◆ Your assignment: Reproduce all of the entries character for character, while leaving out any pictures they contain.

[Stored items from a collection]
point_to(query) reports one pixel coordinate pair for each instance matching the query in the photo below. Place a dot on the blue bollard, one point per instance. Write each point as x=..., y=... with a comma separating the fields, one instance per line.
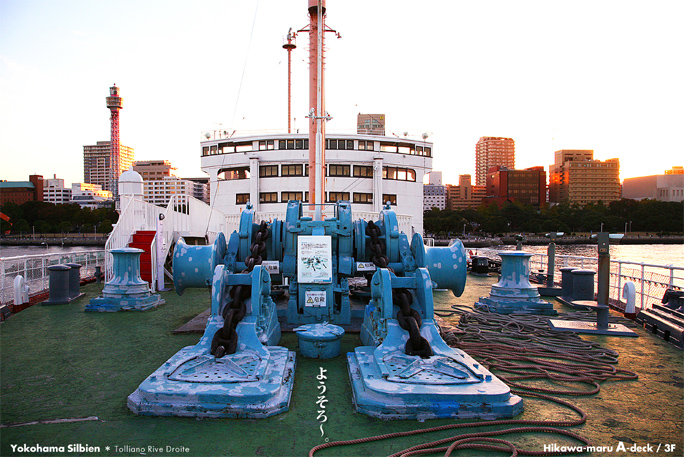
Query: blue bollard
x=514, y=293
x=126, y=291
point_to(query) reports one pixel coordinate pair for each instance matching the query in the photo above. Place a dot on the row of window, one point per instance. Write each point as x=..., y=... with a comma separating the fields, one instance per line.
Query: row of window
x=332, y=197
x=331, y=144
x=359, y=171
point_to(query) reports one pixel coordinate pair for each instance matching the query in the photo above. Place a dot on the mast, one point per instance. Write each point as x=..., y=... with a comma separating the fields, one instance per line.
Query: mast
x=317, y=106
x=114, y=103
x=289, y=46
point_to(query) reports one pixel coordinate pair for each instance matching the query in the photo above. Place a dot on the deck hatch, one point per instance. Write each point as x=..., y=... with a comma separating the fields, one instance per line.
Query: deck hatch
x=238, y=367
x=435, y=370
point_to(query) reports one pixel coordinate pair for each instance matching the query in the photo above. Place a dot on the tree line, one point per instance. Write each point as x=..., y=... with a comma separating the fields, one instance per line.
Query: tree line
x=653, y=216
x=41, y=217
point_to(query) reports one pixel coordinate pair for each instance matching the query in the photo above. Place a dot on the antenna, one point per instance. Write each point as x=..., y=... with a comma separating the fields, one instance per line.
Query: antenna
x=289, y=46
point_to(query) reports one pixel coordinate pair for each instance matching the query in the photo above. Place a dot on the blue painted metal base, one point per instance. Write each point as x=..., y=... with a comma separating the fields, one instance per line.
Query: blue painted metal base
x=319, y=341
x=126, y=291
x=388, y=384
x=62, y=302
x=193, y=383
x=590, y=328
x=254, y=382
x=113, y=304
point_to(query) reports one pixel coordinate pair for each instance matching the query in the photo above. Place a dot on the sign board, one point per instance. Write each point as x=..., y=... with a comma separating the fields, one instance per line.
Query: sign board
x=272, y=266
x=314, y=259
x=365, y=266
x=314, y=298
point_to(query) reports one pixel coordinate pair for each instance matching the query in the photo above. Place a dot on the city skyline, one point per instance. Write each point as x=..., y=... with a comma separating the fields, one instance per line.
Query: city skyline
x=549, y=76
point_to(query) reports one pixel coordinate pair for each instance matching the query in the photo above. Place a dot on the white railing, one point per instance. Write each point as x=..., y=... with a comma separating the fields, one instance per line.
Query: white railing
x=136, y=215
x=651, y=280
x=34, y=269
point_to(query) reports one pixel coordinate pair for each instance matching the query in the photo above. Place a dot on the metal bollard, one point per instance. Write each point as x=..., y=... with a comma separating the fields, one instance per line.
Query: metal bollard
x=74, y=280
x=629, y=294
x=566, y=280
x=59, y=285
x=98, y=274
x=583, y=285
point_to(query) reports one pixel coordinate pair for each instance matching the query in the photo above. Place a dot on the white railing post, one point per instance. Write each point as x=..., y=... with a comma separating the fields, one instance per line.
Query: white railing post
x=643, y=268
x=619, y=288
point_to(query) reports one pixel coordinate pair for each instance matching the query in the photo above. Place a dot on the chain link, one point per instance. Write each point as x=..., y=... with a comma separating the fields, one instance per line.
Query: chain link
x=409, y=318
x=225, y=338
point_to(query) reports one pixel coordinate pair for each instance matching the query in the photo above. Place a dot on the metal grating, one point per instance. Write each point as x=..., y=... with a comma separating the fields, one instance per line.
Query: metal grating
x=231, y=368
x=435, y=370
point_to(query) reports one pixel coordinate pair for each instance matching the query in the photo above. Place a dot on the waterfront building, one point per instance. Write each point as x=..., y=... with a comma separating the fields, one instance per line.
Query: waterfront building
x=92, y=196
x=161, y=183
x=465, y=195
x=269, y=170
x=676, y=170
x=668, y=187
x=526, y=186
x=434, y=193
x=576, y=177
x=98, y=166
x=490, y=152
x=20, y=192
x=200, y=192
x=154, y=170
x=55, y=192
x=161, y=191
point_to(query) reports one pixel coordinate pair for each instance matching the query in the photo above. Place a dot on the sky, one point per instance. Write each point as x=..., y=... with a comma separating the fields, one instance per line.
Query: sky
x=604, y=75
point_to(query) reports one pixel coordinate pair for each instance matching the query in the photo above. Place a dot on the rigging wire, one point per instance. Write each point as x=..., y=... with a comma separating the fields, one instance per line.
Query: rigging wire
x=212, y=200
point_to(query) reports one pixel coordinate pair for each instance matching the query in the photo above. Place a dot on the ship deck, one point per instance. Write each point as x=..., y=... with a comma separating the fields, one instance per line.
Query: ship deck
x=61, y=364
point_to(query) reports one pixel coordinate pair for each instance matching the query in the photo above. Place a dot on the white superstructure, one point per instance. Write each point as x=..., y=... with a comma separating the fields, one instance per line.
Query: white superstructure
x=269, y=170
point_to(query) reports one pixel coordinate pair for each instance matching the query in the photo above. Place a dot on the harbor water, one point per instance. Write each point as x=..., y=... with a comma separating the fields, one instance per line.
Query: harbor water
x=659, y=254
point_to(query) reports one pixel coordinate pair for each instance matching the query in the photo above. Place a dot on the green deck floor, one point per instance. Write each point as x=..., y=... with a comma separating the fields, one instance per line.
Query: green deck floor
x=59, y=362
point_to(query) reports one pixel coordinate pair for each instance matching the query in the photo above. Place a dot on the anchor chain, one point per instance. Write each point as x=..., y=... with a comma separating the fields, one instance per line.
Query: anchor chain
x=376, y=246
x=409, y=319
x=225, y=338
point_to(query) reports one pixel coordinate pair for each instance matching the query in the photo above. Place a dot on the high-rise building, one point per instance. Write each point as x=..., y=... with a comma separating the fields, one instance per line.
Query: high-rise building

◆ Task response:
point_to(query) reports one pixel coordinate pair for each instance matching the query in the photo below. Place a dot on the blue bollard, one point per instance. Write each point as x=..., y=... with a comma separating the fields, one instance per line.
Query: blue bollard
x=514, y=293
x=126, y=291
point_to(query) reports one pixel coordinate pair for each instance matching the query in the photo above. Place a dot on the row of window, one point per instance. Write each point as x=..., y=... with a comma separating the fields, one instance per line.
Query: row of window
x=332, y=197
x=331, y=144
x=359, y=171
point_to(query) reports one pixel coordinate pair for each instance matching the query in the photo above. Place a dot on the mast, one point per instance. Write each point as x=..., y=... with a comma separating the fields, one instance per line.
Query: mast
x=317, y=106
x=114, y=103
x=289, y=46
point_to(query) reports one pixel coordinate pair for each instance matching the query in the photo above. Place a dot on the deck hatch, one point per instance. Write each point as x=..., y=... with a comma separating the fields, one instance per line.
Query: deck hatch
x=238, y=367
x=435, y=370
point_to(query) reports one pixel coordinate pair for each instance matching the query in the photo above. Place a dot on the tree line, one point per instance. Write each point as x=..., y=... with a comma separating the fields, one instance per line.
Query: tree line
x=653, y=216
x=41, y=217
point_to(query) reports one pixel coordinate pair for each instance matching the query in the photo above. Place a dot on the antenna, one point per instance. Write each point as x=..., y=... with a comma separating the fields, one instance per line.
Query: antenna
x=289, y=46
point_to(query) reports one pixel coordinate pair for each instance matching the query in the photo above. Place a dot on the blue painted metal base, one point per instance. Write each point as x=..., y=... with a comma separating the fields, one instance per line.
Query: blue painted metal base
x=319, y=341
x=126, y=291
x=388, y=384
x=62, y=302
x=193, y=383
x=590, y=328
x=254, y=382
x=113, y=304
point_to(query) reports one pixel coordinate pair for each instance matching the query in the photo above. Place a dot on the sign board, one point per instance. Write each point as x=..., y=... with a comma separating the fields, one instance per line.
Query: sign board
x=272, y=266
x=314, y=259
x=365, y=266
x=314, y=298
point_to(query) reports one pixel coordinate pair for each instance matching the query in the photo above. Place a dot on the city skyline, one point per instance. Write each point as x=..., y=... with a comma separating the fields, one instance per line.
Query: city skyline
x=549, y=76
point_to(query) reports one pixel coordinate pair for each instance matching the query in the photo above. Place a dot on the white railing, one point per instance. Write each point as x=..., y=... with a comma separating the fields, one instance per line.
Query: white railing
x=136, y=215
x=651, y=280
x=34, y=269
point_to(query) reports one pixel coordinate pair for each instance matching the query in the photo above. Place a dot on the metal bollard, one point per instance. Write each point as x=..., y=... with a comma separating the fields, one instance per line.
Query: metal bollard
x=74, y=280
x=629, y=294
x=566, y=280
x=59, y=285
x=98, y=274
x=583, y=285
point_to(query) reports one pixel coordinate pair for each instance matching the query in the photo above. Place a dot on the white railing post, one point per instance. Write each point as x=..., y=... with a comma separating the fields, one instance per line.
Query: white railing post
x=643, y=268
x=619, y=288
point_to(query) reports one pixel coordinate pair for each instance matching the query in the photo above. Place a dot on the chain link, one point per instance. Write each point as x=..., y=... with a comma separating the fields, one instance per line.
Query: chain link
x=409, y=318
x=225, y=338
point_to(query) reports one pixel coordinate pair for each instance matching the query in the photo above. Place a dot on the metal grating, one point per instance. Write each point as x=..., y=... with a comma separating the fields, one instance per line.
Query: metal grating
x=231, y=368
x=435, y=370
point_to(query) reports one pixel coordinate pair for each instance matching the query in the photo above. Place a dot on the waterfront building, one point per instance. Write each point as x=..., y=... with a comma separating the fields, one instance per line.
Query: waterfront building
x=92, y=196
x=161, y=183
x=465, y=195
x=269, y=170
x=676, y=170
x=668, y=187
x=526, y=186
x=434, y=193
x=576, y=177
x=98, y=166
x=490, y=152
x=20, y=192
x=200, y=192
x=154, y=170
x=55, y=192
x=161, y=191
point_to(query) reports one pixel coordinate pair for each instance matching the query in the photo above. Place a dot on the sky, one point per instance. Write each point as x=..., y=... with a comma separating the fields, one instance per line.
Query: sky
x=604, y=75
point_to(query) reports one pixel coordinate pair for each instance matching the query in the photo above. Place a dot on the rigging wire, one point per instance. Write each point as x=..., y=... with a comma separating the fields, one instance per line.
Query: rigging wire
x=212, y=200
point_to(query) reports one pixel coordinate pair for each instance matching the query in the photo above. Place a dot on the ship deck, one point per instance. Write each point as x=..., y=... with a comma separating the fields, one instance per line.
Query: ship deck
x=61, y=364
point_to(query) reports one pixel coordinate pair for each instance matching the query in the photo above. Place a dot on the white superstructure, one point per instance. Write each point as x=..., y=... with a comma separating the fields, one instance per line.
Query: white superstructure
x=269, y=170
point_to(query) reports one pixel coordinate pair for each instance matching the query in the photo above. Place a dot on the harbor water, one point per instance. Write each point as x=..., y=... with a comma separating the fields, one instance per line.
Query: harbor water
x=659, y=254
point_to(query) reports one pixel coordinate pair for each instance matching the query in the photo above. Place a dot on the green deck floor, one point per instance. Write each point as x=..., y=... with a comma separating the fields, one instance per line.
Query: green deck floor
x=59, y=362
point_to(query) reports one pixel coordinate pair for each instance matching the query in the photo above. Place a dot on the anchor chain, one point per instance. Write each point as x=..., y=... with a comma separating the fields, one instance per line.
Query: anchor chain
x=376, y=246
x=409, y=319
x=225, y=338
point_to(query) reports one pixel coordinate pair for each instance matching the query in the photo above. Place a dot on the high-rise building, one point per instance. Write each point as x=..., y=... with a comma separating the fields, one instance per line.
Query: high-rise building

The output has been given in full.